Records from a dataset
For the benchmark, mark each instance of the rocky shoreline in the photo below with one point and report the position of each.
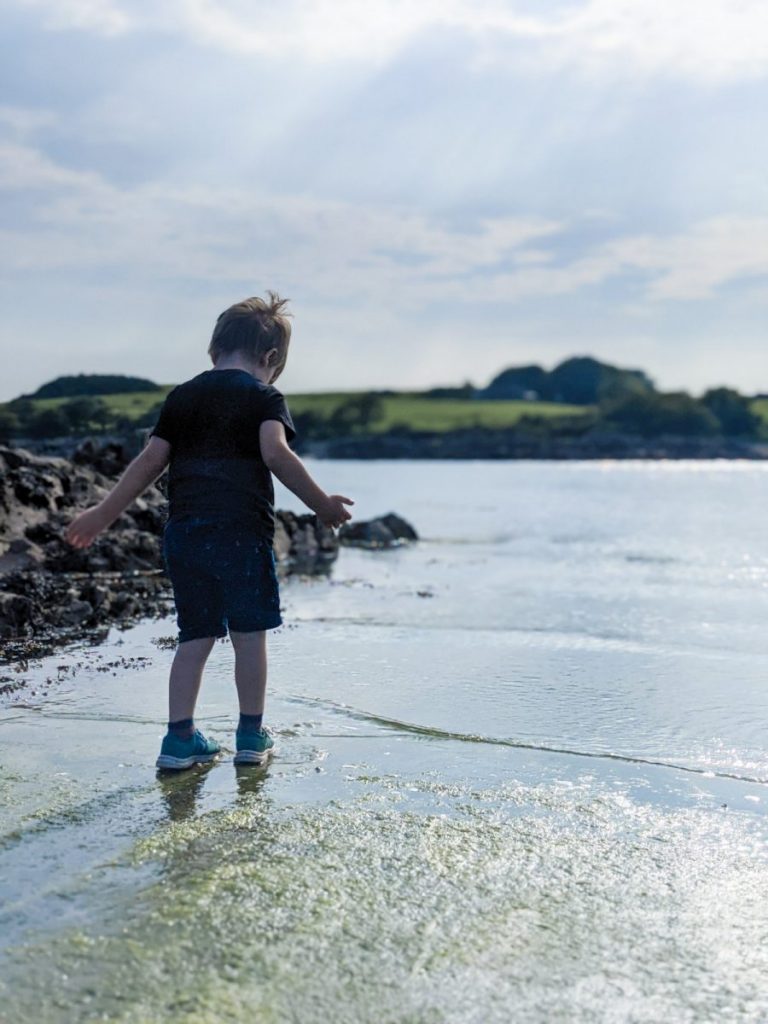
(482, 442)
(51, 593)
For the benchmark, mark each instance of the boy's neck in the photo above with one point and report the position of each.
(237, 361)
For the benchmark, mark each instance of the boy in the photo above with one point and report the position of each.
(221, 433)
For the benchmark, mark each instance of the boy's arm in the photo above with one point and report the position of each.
(137, 476)
(291, 471)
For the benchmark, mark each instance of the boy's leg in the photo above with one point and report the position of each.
(250, 670)
(186, 674)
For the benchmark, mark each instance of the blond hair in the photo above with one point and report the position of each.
(253, 327)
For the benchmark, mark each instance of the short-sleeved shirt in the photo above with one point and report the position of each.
(212, 424)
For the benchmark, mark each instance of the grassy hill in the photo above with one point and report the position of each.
(404, 409)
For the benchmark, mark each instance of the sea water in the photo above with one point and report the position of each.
(521, 775)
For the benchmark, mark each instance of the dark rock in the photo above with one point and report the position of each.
(51, 592)
(384, 531)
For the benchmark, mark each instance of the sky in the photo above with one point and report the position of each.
(441, 188)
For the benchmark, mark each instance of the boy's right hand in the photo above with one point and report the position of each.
(333, 512)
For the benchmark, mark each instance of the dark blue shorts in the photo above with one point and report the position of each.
(223, 574)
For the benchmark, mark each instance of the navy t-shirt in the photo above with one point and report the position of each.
(212, 424)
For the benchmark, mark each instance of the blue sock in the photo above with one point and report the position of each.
(183, 728)
(249, 723)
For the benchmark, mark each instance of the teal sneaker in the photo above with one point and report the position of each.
(254, 748)
(176, 754)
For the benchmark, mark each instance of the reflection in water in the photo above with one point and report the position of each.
(181, 790)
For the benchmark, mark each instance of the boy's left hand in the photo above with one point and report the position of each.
(84, 528)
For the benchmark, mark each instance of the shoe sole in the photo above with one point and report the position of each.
(253, 757)
(176, 764)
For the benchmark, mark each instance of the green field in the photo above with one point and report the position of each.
(435, 414)
(403, 409)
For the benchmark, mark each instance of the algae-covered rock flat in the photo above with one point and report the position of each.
(520, 776)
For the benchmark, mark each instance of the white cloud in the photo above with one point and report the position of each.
(365, 252)
(102, 16)
(709, 40)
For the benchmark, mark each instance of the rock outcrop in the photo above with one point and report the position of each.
(384, 531)
(51, 592)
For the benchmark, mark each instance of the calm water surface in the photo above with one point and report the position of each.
(522, 775)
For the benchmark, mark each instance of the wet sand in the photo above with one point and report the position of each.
(481, 810)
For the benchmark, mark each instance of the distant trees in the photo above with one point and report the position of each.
(659, 415)
(518, 382)
(62, 387)
(579, 381)
(733, 412)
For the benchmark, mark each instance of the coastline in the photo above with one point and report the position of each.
(480, 442)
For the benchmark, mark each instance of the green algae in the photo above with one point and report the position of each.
(526, 902)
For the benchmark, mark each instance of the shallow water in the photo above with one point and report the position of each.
(522, 774)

What this task involves:
Every entry must be written out exactly, with all pictures left out.

Solution:
For the benchmark, mark each instance of the rocky shoreline in the photo below with one point and report the position of each.
(482, 442)
(51, 593)
For the benchmark, mark each instance of the boy's neck in the photo above with one point and report the position of each.
(237, 361)
For the benchmark, mark each instance of the boy in the photo above with one point and report the position of each.
(221, 433)
For the benchmark, mark each instance of the boy's arm in the photo above with one point and report the position of each.
(137, 476)
(291, 471)
For the benchmark, mark each instance of the boy's leg in the photo above with one point and report the position of each.
(250, 670)
(186, 674)
For the benchmark, mark each instance of the blond hair in the photo above with one point and report the position of each.
(253, 327)
For the benchmark, mark each instance of the short-sleeved shirt in the photo above with one point and report the position of each.
(212, 424)
For the benchmark, mark each instance of the grassy hill in the photo above with one point and report the position of each.
(404, 409)
For the benchmark, mark each instance of the sea water in the photo above with one point and report the position of each.
(521, 775)
For the benchmark, mark each instance of the dark rock in the photo above with one point and report the position of each.
(51, 592)
(384, 531)
For the benchmark, mark each instance of the sky in the photo above with one point and report the position of each.
(441, 188)
For the benchmark, mark each instance of the boy's right hand in the photo above with one point and report the position of each.
(333, 512)
For the benchmark, mark each instance of the dark blue shorts in the photo above with one point and report the position of each.
(223, 574)
For the benchmark, mark each instance of the navy t-shirt in the photo above with one point and report the position of each.
(212, 424)
For the benchmark, mark each instance of the blue sock in the photo above with one point and report the position of each.
(183, 728)
(249, 723)
For the benchmark, mark each instance of the teal sneaker in the photo above with one point and report the position of each.
(254, 748)
(176, 754)
For the benchmark, mark each instance of the reflection in water in the photo above with one point and report the position of each.
(181, 790)
For the benchmark, mark each instance of the boy's left hand in the photo above with one point and report the position of each.
(84, 528)
For the benchmark, mark each instance of the shoe sole in the photo above with one point and report the position of each.
(253, 757)
(176, 764)
For the benchmark, mark each instance of the green field in the photo above with one point and report the position of each.
(435, 414)
(403, 409)
For the benchmark, mark each instance of the algae-covered rock flat in the photo above with one point and report the position of each.
(520, 776)
For the benchmark, mark each instance of the white cloud in the photo above with one point and report the position of each.
(365, 252)
(102, 16)
(709, 40)
For the benchmark, mark each instance of the rock outcrop in the photo above with one point and report the position of each.
(384, 531)
(51, 592)
For the benchmark, mark each instance of the calm water surface in the photo above with one point and report the position of each.
(522, 775)
For the benchmark, mark each instance of the wet sand in the photo above with one point and report the position of each.
(481, 810)
For the benchmark, mark each instance of the distant trees in the photo above with one point and report the position of each.
(659, 415)
(518, 382)
(62, 387)
(579, 381)
(733, 412)
For the benchmark, mark each instance of the coastline in the photo above with one point and report the position of each.
(480, 442)
For the benchmark, mark each instance of the green algae in the photo above with one point and report the position of each.
(526, 902)
For the benchmark, mark each instance of the shallow water in the photo above with one point and report the position of each.
(522, 774)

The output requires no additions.